◆ Things to do
**a.** Reproduce the passage of the pesticide notification news item starting at "Daily News Archive" and ending at "the protected sites.".
**b.** Write the next part of the news item on Washington's proposed pesticide notification rule, beginning after its final sentence.

Daily News Archive
From November 17, 2005                                                                                                           

Washington State Proposes Pesticide Notification Rule
(Beyond Pesticides, November 17, 2005) According to a November 15, 2005 story in the Olympian newspaper (Olympia, WA), a pesticide notification rule aimed to reduce the likelihood of pesticide exposure to children, the elderly and the sick is under review by the Washington Department of Agriculture. Under the proposed rule, schools, hospitals, nursing homes and state-licensed adult- or childcare centers would receive 48-hour advance notice of aerial spraying, a ground application called air blasting or outside fumigation involving pesticides next to or within 1/2 mile of the protected sites.

“Everyone has the right to know when children are exposed to agricultural chemicals,” Olympia resident Harry Branch told the Olympian. State Department of Agriculture Director Valoria Loveland is expected to rule on the proposal Nov. 29. The proposed rule would take effect Jan. 1.

◆ Supplied data
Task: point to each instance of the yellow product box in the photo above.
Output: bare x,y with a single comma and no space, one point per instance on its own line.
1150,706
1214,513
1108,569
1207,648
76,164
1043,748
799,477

--

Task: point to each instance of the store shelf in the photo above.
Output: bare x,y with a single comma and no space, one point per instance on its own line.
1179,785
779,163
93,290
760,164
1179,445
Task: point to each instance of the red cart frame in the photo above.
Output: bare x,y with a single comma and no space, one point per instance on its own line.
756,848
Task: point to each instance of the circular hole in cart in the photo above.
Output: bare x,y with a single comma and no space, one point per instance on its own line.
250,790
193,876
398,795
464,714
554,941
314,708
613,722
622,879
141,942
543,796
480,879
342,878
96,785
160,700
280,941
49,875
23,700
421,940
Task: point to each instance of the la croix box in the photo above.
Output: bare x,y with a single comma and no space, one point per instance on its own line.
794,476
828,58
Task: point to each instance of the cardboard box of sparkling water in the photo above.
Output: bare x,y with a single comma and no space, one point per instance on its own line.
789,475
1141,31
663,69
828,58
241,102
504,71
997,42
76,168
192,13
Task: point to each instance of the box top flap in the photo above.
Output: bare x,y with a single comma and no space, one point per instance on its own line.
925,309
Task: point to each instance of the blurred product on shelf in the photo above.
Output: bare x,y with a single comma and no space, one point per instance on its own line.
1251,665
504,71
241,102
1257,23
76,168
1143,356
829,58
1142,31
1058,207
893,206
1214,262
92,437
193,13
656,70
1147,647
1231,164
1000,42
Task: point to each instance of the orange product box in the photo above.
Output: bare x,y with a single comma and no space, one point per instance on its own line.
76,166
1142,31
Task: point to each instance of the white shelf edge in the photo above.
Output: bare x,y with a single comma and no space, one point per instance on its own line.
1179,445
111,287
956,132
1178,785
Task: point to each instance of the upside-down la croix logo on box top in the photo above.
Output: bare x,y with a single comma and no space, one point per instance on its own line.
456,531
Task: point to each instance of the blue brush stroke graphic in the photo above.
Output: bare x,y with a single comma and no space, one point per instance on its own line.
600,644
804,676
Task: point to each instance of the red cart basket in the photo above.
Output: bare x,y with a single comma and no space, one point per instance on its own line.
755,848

* * *

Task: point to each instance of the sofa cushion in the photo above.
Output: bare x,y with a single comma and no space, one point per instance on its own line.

◆ Exercise results
**a.**
Daily News Archive
From November 17, 2005                                                                                                           

Washington State Proposes Pesticide Notification Rule
(Beyond Pesticides, November 17, 2005) According to a November 15, 2005 story in the Olympian newspaper (Olympia, WA), a pesticide notification rule aimed to reduce the likelihood of pesticide exposure to children, the elderly and the sick is under review by the Washington Department of Agriculture. Under the proposed rule, schools, hospitals, nursing homes and state-licensed adult- or childcare centers would receive 48-hour advance notice of aerial spraying, a ground application called air blasting or outside fumigation involving pesticides next to or within 1/2 mile of the protected sites.

**b.**
Public interest groups, education officials and some Olympia residents supported the rule but said it didn't go far enough. “The proposed rule is a good first step,” Elizabeth Davis of the League of Women Voters of Washington said to the Olympian. But notification should be extended to all children and adults who live, work and play near pesticide spray zones, and apply to a broader range of pesticides, she said.

The state agency should also institute no-spray buffer zones and air monitoring, said Angela Storey of the Washington Toxics Coalition. She also recommended restrictions on the use of drift-prone pesticides and drift-prone equipment and expansion of the list of pesticides covered by the rule.

Conventional fruit growers and others say the proposed rule will hurt them. Frank Lyall, a Yakima Valley fruit tree grower told the Olympian that the ruling would be devastating farms in Eastern Washington. Environmentalists, on the other hand, believe protection of public health should be the priority, and hope that farmers may take this opportunity to consider going organic.